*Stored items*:
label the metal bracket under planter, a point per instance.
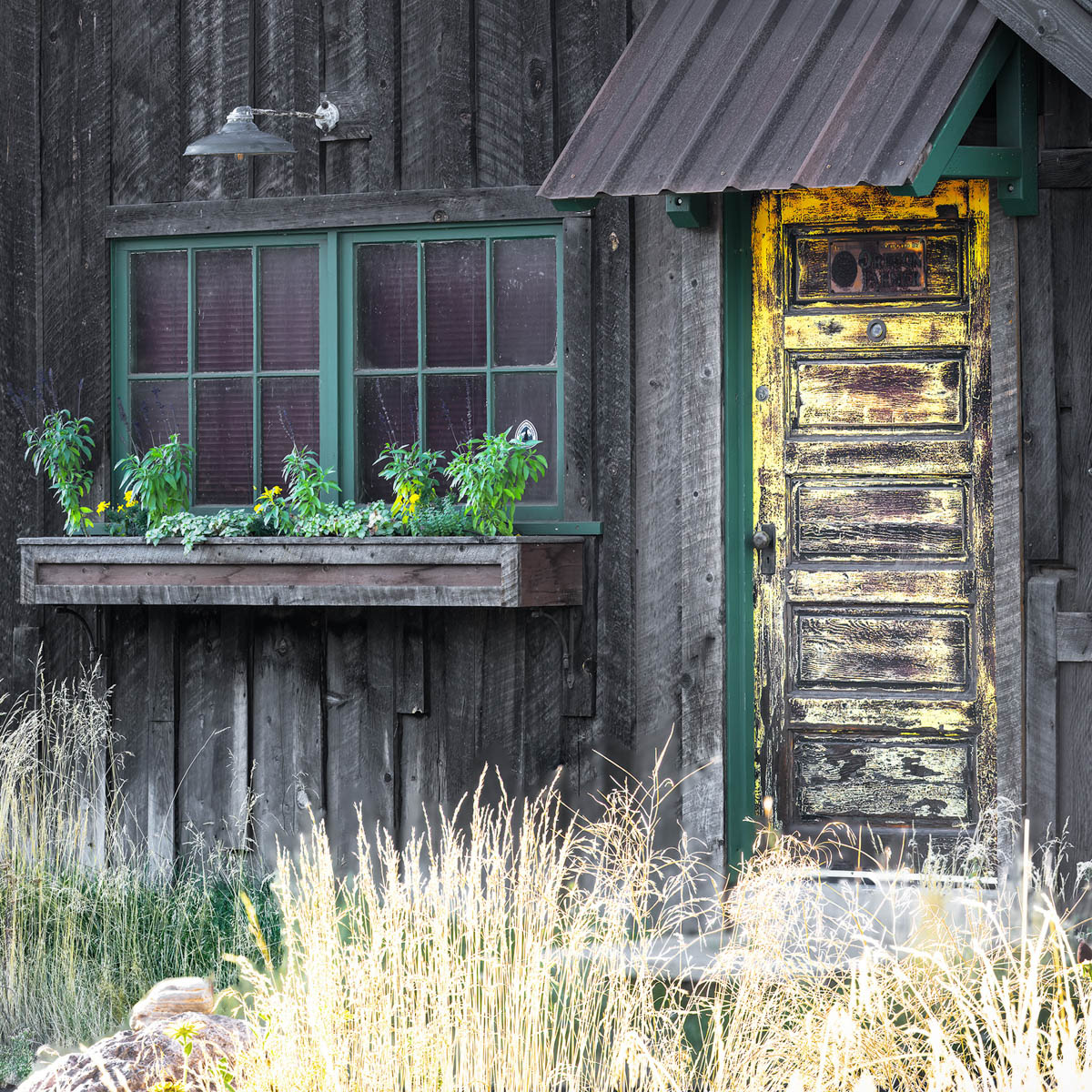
(529, 571)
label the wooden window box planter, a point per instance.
(420, 572)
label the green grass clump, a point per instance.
(88, 920)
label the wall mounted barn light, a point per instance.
(240, 136)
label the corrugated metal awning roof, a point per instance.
(765, 94)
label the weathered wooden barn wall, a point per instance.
(399, 709)
(1055, 258)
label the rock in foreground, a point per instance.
(170, 997)
(139, 1060)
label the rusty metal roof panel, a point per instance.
(765, 94)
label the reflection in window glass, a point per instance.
(157, 410)
(158, 300)
(524, 278)
(289, 419)
(456, 410)
(289, 278)
(528, 404)
(387, 306)
(227, 442)
(454, 304)
(386, 413)
(225, 310)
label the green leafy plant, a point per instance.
(349, 521)
(61, 445)
(490, 475)
(307, 481)
(412, 470)
(274, 513)
(195, 528)
(159, 480)
(441, 518)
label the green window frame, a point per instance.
(338, 374)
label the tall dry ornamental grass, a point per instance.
(501, 953)
(88, 922)
(519, 949)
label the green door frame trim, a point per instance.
(740, 802)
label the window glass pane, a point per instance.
(157, 410)
(225, 441)
(386, 413)
(456, 410)
(289, 308)
(225, 310)
(528, 404)
(289, 419)
(157, 311)
(454, 304)
(387, 306)
(524, 278)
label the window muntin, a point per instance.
(343, 341)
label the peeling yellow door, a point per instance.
(874, 606)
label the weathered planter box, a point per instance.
(440, 572)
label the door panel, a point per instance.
(875, 693)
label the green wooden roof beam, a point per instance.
(945, 141)
(1018, 128)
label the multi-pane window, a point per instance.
(221, 345)
(342, 342)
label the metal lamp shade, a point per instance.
(239, 136)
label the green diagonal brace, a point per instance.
(1009, 65)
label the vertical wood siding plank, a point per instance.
(410, 688)
(423, 741)
(162, 775)
(544, 685)
(361, 57)
(459, 720)
(1042, 698)
(217, 77)
(360, 723)
(498, 92)
(76, 136)
(612, 248)
(130, 704)
(287, 77)
(287, 722)
(702, 530)
(20, 494)
(213, 753)
(437, 96)
(514, 92)
(146, 69)
(507, 729)
(1008, 514)
(1038, 393)
(1071, 212)
(658, 485)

*Required task*:
Output every line of the listing above as a Markdown table with the columns "No." and "Entry," giving each line a row number. Skip blank lines and leave the pictures out.

*Answer to the problem*:
| No. | Entry |
|---|---|
| 1 | label the metal bracket under planter, a point per instance. |
| 2 | (529, 571) |
| 3 | label the wooden window box planter, a point per instance. |
| 4 | (420, 572) |
| 5 | label the green grass clump, a point per instance. |
| 6 | (88, 920) |
| 7 | label the wall mounted barn light, a point per instance. |
| 8 | (240, 136) |
| 9 | label the corrugated metal awning roof, a point per instance. |
| 10 | (765, 94) |
| 11 | label the weathered wooden barn wall, a point per instance. |
| 12 | (399, 709) |
| 13 | (1055, 258) |
| 14 | label the rock in foreground, a point per instance. |
| 15 | (170, 997) |
| 16 | (139, 1060) |
| 17 | label the rusty metal roof panel, a point per instance. |
| 18 | (765, 94) |
| 19 | label the reflection in window glass, a point per instance. |
| 20 | (157, 410) |
| 21 | (158, 300) |
| 22 | (524, 278) |
| 23 | (289, 419) |
| 24 | (456, 410) |
| 25 | (289, 278) |
| 26 | (528, 404) |
| 27 | (387, 306) |
| 28 | (227, 442) |
| 29 | (454, 304) |
| 30 | (386, 413) |
| 31 | (225, 310) |
| 32 | label the green leafy plant, a point per instance. |
| 33 | (349, 521) |
| 34 | (61, 445) |
| 35 | (490, 475) |
| 36 | (307, 481) |
| 37 | (412, 470) |
| 38 | (274, 513) |
| 39 | (195, 528) |
| 40 | (159, 480) |
| 41 | (441, 518) |
| 42 | label the green window frame, a point per instance. |
| 43 | (338, 374) |
| 44 | label the tall dry ornamental grass, a point per instance. |
| 45 | (501, 953) |
| 46 | (88, 922) |
| 47 | (519, 949) |
| 48 | label the green door frame trim, a point per instance. |
| 49 | (740, 802) |
| 50 | label the window glass pane, a point per instance. |
| 51 | (157, 410) |
| 52 | (225, 441) |
| 53 | (386, 413) |
| 54 | (456, 410) |
| 55 | (289, 308) |
| 56 | (225, 310) |
| 57 | (528, 404) |
| 58 | (289, 419) |
| 59 | (157, 311) |
| 60 | (454, 304) |
| 61 | (387, 306) |
| 62 | (524, 278) |
| 63 | label the window muntin, a point per instance. |
| 64 | (343, 341) |
| 65 | label the peeling yellow door, a point per instance. |
| 66 | (874, 606) |
| 67 | label the weathered planter box, a point per instance. |
| 68 | (440, 572) |
| 69 | label the door panel, a point per instance. |
| 70 | (875, 693) |
| 71 | label the green wooden roof beam, a point per instance. |
| 72 | (945, 141) |
| 73 | (1018, 128) |
| 74 | label the multi-pane window, a point per instance. |
| 75 | (221, 345) |
| 76 | (342, 342) |
| 77 | label the metal lamp shade, a point per instance. |
| 78 | (239, 136) |
| 79 | label the green diagonal brace, a point per instance. |
| 80 | (1009, 65) |
| 81 | label the vertical wood siding plank, a point per instance. |
| 82 | (410, 688) |
| 83 | (423, 741) |
| 84 | (162, 775) |
| 85 | (544, 685) |
| 86 | (361, 57) |
| 87 | (459, 720) |
| 88 | (1042, 698) |
| 89 | (217, 77) |
| 90 | (360, 723) |
| 91 | (498, 92) |
| 92 | (76, 136) |
| 93 | (612, 248) |
| 94 | (130, 704) |
| 95 | (287, 77) |
| 96 | (287, 722) |
| 97 | (702, 530) |
| 98 | (20, 494) |
| 99 | (213, 753) |
| 100 | (437, 96) |
| 101 | (514, 92) |
| 102 | (146, 69) |
| 103 | (507, 729) |
| 104 | (1008, 514) |
| 105 | (1038, 393) |
| 106 | (1071, 212) |
| 107 | (658, 485) |